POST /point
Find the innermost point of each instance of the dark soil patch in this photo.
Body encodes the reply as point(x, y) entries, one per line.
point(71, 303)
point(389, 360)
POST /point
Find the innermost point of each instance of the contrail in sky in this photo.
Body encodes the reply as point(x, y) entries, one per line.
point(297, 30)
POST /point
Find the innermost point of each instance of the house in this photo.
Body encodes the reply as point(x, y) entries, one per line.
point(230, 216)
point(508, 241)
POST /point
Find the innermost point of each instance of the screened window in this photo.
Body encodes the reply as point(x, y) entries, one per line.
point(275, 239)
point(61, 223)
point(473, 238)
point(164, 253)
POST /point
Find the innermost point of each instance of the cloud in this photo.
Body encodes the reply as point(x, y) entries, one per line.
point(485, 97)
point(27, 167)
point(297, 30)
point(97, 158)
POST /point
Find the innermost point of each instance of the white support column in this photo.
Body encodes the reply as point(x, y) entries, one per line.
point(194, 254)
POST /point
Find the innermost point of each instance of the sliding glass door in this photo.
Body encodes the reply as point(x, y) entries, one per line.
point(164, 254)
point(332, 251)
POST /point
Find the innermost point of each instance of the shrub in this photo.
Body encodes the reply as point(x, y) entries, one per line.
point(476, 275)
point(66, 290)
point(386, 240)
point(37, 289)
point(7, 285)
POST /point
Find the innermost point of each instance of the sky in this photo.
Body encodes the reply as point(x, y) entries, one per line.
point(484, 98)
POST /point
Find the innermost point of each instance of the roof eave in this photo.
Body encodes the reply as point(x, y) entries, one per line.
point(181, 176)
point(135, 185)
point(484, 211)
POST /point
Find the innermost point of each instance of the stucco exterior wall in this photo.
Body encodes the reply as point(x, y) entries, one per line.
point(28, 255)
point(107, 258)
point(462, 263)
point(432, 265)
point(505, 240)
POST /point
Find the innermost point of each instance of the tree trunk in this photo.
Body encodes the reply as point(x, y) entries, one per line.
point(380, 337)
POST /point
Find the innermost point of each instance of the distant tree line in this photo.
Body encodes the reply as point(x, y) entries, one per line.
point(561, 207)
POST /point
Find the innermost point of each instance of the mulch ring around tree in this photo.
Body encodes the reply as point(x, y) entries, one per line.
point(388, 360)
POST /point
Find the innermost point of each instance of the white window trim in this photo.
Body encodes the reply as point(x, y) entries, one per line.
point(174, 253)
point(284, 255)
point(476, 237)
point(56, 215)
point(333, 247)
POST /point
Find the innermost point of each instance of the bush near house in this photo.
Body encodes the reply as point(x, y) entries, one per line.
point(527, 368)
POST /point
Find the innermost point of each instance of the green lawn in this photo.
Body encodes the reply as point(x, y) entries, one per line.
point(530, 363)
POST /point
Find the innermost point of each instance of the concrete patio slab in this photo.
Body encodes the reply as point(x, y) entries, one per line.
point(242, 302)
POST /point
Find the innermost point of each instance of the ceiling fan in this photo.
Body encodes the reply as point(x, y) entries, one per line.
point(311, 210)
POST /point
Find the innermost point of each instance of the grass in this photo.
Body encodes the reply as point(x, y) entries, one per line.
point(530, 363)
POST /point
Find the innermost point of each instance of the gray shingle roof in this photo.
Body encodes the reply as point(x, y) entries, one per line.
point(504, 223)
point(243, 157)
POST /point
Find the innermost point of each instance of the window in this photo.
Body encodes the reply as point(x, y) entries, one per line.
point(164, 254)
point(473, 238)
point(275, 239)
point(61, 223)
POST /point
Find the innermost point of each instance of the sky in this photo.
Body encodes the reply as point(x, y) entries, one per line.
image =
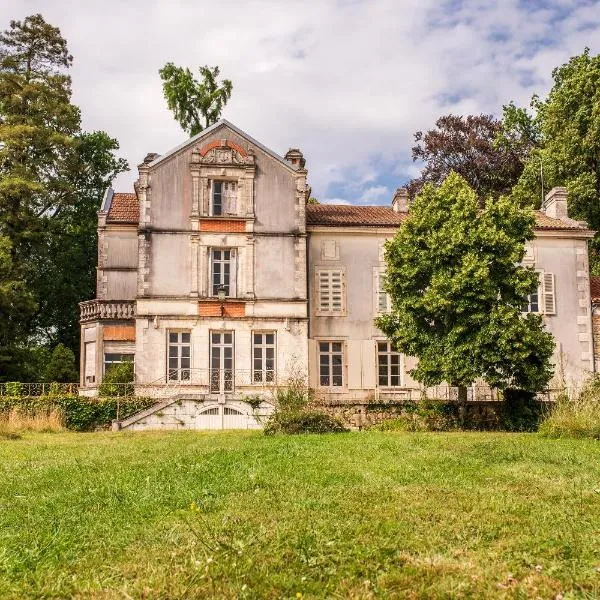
------------------------------------------------------------
Instructions to follow. Tally the lines of the material above that include the string "tree", then give the number with no other text.

Response area. 3